■ 原文:

==================================================

TBSテレビ ビジュアルデザインセンター 永田周太郎様【Part2】

訪問日

2018年5月15日

センパイ

永田周太郎氏
1995年工学研究科博士課程前期修了後、TBSテレビ入社。
現在までに多数のドラマ番組の手がけ、伊藤熹朔賞、映像技術賞などの受賞歴を持つ。
TBS入社後も広島大学に在籍し、2009年工学研究科博士課程後期修了。

訪問記 Part2

(左から)川村(東京オフィス研修生)、久保田涼子氏(第三世代が考えるヒロシマ「」継ぐ展代表 《http://tsuguten.com/》)、永田周太郎氏(TBSテレビビジュアルデザインセンター、工学研究科博士課程2009年修了)、村岡大祐氏(工学研究科2007年修了)、有富大輔氏(生物圏科学研究科2008年修了)

 

こちらはドラマの台本。表紙まで「この世界の片隅に」仕様です。。。

 

この模型、永田さんお一人で作られたそうです。

==================================================

■ 保存データ:
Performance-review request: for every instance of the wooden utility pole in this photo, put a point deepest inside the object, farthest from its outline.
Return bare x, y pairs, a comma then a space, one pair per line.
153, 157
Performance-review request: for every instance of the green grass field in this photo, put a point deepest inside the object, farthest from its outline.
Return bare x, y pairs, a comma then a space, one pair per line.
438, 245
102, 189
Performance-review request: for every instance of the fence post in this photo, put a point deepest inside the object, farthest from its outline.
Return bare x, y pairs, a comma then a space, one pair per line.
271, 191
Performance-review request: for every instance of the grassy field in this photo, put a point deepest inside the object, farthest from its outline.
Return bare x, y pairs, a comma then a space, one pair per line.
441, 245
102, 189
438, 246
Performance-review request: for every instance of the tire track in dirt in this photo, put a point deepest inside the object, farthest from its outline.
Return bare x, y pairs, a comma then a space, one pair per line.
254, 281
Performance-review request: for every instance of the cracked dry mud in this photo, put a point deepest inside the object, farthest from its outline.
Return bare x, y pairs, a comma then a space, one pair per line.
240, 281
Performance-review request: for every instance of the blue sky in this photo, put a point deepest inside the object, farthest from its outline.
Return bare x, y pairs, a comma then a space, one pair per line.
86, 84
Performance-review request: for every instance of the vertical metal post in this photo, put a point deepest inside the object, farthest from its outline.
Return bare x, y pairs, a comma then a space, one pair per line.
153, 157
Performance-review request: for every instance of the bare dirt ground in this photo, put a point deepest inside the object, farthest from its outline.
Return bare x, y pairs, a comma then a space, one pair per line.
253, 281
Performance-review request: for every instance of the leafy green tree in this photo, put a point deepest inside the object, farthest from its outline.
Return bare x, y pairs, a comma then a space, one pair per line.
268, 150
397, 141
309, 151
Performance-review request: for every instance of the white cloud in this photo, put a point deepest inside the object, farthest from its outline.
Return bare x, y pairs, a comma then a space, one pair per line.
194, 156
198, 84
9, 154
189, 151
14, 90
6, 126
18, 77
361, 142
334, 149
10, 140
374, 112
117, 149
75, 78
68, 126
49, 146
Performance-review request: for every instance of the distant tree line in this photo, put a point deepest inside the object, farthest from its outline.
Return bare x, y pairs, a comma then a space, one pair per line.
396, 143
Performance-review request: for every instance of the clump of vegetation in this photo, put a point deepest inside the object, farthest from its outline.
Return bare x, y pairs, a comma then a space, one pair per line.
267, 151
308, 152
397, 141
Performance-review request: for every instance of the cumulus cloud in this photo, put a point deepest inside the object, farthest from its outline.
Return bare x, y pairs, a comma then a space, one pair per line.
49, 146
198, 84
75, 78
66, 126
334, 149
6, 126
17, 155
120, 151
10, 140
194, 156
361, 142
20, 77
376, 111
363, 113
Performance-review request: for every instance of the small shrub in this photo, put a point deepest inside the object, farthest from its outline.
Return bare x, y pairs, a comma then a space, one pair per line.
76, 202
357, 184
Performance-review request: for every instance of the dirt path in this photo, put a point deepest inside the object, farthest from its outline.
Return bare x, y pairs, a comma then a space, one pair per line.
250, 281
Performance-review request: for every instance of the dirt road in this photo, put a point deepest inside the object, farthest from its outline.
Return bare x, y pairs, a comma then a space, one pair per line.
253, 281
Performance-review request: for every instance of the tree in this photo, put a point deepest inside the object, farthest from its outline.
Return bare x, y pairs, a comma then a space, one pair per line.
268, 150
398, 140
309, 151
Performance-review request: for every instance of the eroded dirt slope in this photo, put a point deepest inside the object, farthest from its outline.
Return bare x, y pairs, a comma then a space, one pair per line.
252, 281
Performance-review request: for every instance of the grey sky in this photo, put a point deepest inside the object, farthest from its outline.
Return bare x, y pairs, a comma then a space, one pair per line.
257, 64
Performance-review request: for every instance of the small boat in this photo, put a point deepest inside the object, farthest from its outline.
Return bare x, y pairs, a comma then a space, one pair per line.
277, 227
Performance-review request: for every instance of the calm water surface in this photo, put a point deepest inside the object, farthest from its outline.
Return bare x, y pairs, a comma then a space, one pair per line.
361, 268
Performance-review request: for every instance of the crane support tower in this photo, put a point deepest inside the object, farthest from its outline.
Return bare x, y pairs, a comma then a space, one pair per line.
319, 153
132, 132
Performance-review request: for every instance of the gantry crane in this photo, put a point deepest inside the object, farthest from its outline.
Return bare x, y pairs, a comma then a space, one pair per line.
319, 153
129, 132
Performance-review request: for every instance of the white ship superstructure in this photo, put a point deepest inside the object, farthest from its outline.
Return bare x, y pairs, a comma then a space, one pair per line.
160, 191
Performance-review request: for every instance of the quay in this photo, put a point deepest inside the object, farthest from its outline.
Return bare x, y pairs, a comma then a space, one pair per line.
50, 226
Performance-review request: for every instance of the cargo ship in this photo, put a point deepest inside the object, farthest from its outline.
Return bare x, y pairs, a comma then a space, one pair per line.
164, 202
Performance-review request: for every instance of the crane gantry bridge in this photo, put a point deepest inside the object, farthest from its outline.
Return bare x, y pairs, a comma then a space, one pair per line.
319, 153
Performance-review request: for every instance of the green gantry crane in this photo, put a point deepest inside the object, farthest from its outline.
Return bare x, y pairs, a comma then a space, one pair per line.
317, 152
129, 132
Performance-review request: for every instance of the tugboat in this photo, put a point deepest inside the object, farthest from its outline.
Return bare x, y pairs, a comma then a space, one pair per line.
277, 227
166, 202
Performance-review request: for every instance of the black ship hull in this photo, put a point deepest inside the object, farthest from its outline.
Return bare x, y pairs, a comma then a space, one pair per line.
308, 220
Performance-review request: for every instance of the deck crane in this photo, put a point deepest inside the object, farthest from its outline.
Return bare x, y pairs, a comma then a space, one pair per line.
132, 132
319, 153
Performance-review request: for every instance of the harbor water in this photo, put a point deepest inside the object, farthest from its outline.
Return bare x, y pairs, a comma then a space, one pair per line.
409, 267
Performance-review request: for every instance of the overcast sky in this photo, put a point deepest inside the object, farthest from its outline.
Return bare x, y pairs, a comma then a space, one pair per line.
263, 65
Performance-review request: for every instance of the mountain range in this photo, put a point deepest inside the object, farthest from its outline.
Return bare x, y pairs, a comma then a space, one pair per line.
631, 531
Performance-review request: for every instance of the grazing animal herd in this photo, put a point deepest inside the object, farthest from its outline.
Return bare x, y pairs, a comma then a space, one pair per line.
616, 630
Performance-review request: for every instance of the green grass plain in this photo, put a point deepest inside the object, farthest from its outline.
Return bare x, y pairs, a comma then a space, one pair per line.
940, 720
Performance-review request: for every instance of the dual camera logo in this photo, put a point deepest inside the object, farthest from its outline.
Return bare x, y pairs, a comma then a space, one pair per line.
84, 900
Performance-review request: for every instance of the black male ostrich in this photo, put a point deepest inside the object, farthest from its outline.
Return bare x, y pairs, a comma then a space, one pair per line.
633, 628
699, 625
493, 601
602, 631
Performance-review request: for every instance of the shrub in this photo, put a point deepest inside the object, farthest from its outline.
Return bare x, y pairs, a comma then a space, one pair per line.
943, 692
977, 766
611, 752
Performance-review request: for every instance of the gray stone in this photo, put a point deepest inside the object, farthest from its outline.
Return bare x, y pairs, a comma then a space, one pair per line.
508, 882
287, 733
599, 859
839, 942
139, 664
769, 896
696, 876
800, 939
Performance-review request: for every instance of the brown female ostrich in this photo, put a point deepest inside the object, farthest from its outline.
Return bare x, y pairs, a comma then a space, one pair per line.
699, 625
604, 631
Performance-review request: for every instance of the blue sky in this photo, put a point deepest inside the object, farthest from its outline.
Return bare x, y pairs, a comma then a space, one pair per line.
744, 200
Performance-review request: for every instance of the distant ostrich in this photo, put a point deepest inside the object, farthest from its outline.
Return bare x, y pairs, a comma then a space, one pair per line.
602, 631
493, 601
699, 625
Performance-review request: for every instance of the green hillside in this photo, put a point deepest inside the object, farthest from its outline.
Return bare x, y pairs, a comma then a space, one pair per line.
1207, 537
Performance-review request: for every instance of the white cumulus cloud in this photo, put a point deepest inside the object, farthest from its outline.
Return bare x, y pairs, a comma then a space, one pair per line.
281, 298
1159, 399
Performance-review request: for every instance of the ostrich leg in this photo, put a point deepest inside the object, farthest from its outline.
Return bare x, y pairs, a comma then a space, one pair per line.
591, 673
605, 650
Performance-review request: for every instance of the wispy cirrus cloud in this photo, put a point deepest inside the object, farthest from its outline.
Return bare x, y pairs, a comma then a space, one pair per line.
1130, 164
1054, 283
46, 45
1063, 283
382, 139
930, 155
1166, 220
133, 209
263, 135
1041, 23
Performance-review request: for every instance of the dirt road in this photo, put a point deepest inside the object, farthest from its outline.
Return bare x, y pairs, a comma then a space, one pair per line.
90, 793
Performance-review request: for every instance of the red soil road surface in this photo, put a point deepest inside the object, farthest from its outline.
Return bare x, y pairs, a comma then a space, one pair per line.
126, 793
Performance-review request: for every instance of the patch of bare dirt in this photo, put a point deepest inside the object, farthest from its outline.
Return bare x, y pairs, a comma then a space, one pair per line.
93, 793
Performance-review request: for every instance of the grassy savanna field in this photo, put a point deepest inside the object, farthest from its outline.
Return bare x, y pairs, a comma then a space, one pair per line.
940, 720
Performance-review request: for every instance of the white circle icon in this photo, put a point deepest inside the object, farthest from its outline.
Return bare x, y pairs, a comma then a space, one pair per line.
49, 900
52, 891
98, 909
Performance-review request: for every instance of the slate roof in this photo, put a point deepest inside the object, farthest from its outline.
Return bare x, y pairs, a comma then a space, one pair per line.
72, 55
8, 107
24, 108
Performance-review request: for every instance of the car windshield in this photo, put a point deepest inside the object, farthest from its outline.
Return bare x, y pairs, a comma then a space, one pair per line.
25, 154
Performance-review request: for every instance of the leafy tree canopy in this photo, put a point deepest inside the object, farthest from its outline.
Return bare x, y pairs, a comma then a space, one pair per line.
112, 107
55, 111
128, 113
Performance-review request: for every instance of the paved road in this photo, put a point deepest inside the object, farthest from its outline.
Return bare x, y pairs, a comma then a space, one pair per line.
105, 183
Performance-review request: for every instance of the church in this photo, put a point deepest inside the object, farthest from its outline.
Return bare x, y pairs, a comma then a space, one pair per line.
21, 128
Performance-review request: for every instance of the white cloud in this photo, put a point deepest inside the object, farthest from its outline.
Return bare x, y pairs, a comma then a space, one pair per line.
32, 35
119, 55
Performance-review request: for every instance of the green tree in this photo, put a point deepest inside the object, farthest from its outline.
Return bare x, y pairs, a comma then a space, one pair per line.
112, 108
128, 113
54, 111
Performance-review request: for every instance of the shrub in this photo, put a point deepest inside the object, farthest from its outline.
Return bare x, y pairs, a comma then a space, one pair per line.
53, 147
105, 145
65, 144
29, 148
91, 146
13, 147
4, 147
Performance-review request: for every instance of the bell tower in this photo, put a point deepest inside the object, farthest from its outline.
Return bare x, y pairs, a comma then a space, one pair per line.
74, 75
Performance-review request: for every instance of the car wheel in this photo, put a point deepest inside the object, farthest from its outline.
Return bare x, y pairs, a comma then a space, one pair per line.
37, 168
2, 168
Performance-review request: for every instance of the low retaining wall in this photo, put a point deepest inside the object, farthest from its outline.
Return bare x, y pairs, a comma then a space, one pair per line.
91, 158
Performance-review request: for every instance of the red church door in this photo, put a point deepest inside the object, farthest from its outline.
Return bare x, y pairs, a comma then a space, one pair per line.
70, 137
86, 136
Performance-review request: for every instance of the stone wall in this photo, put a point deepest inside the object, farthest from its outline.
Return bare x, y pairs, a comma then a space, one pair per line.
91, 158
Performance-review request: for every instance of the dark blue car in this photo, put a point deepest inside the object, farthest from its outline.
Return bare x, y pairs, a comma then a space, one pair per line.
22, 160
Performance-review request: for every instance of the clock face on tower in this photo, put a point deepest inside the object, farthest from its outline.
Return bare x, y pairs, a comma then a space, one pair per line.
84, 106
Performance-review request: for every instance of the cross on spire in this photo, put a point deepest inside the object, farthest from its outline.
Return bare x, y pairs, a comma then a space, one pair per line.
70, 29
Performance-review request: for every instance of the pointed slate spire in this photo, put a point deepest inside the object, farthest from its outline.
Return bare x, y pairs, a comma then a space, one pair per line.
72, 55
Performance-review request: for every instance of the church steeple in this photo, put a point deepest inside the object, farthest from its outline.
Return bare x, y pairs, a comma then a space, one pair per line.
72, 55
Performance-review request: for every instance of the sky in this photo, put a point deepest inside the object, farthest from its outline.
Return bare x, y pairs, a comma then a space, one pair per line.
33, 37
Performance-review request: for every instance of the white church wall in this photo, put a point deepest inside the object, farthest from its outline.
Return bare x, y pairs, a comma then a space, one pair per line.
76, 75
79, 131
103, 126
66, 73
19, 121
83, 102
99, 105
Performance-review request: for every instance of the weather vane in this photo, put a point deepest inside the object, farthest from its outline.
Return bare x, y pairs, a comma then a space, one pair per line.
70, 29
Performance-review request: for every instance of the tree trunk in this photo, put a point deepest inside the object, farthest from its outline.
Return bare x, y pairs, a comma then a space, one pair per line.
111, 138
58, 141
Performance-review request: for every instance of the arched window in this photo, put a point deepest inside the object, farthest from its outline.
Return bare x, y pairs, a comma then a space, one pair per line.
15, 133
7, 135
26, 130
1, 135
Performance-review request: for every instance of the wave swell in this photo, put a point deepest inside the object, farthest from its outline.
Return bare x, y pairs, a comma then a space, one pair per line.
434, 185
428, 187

==================================================

■ 次の課題:
a: 永田周太郎氏の訪問記の「TBS入社後も広島大学に在籍し、2009年工学研究科博士課程後期修了。」から「圏科学研究科2008年修了)」までを、一字も変えずにすべて書き写せ。
b: 永田周太郎氏の訪問記の続きを書け。

■ 解答:
a:
TBS入社後も広島大学に在籍し、2009年工学研究科博士課程後期修了。

訪問記 Part2

(左から)川村(東京オフィス研修生)、久保田涼子氏(第三世代が考えるヒロシマ「」継ぐ展代表 《http://tsuguten.com/》)、永田周太郎氏(TBSテレビビジュアルデザインセンター、工学研究科博士課程2009年修了)、村岡大祐氏(工学研究科2007年修了)、有富大輔氏(生物圏科学研究科2008年修了)

b:
ここにもこだわりが・・・

 

広島大学のこと、ヒロシマのこと、東京で仕事をすること、そして現在までに仕事で多くの広島にまつわる作品に携わっていることなど、さまざまにお聞きしました。永田さんには率直に、お答えいただきました。

 

―なぜ東京に就職されたのですか?

永田「東京オフィスっぽい質問だね(笑)
広大にいた時から『東京行こう』とは別に思ってなかったよ。
たまたま、テレビ局で、デザインの仕事ができるのは東京のキー局しかなくて、採用を行っていたのがTBSしかなかったんよ。」

―初めからドラマの美術に携わろうと思ったのですか?

永田「それもね、TBSの採用時期が当時4月で、他の企業より早かったから(笑)それでTBS受かったから、他はもう受けなかった。」

―TBS入社前までは、どのように就職を考えていたんですか?

永田「自分が学生のころは、大学2年生あたりでバブルがはじけて、学部を卒業する時はちょうど就職氷河期(1993年ごろ)だったんよ。
その時自分は大学院に進もうと思ってたからまったく就職を考えてなかった。」

―当時不安はあったんですか?

永田「不安?うーん、全然。横並びだしね。みんな同じ状況だったから。俺だけ不安ってことはなかったよ。」

―研究室はドクターまで取られていますよね。

永田「ドクターはね、社会人枠で取ったから2009年に。」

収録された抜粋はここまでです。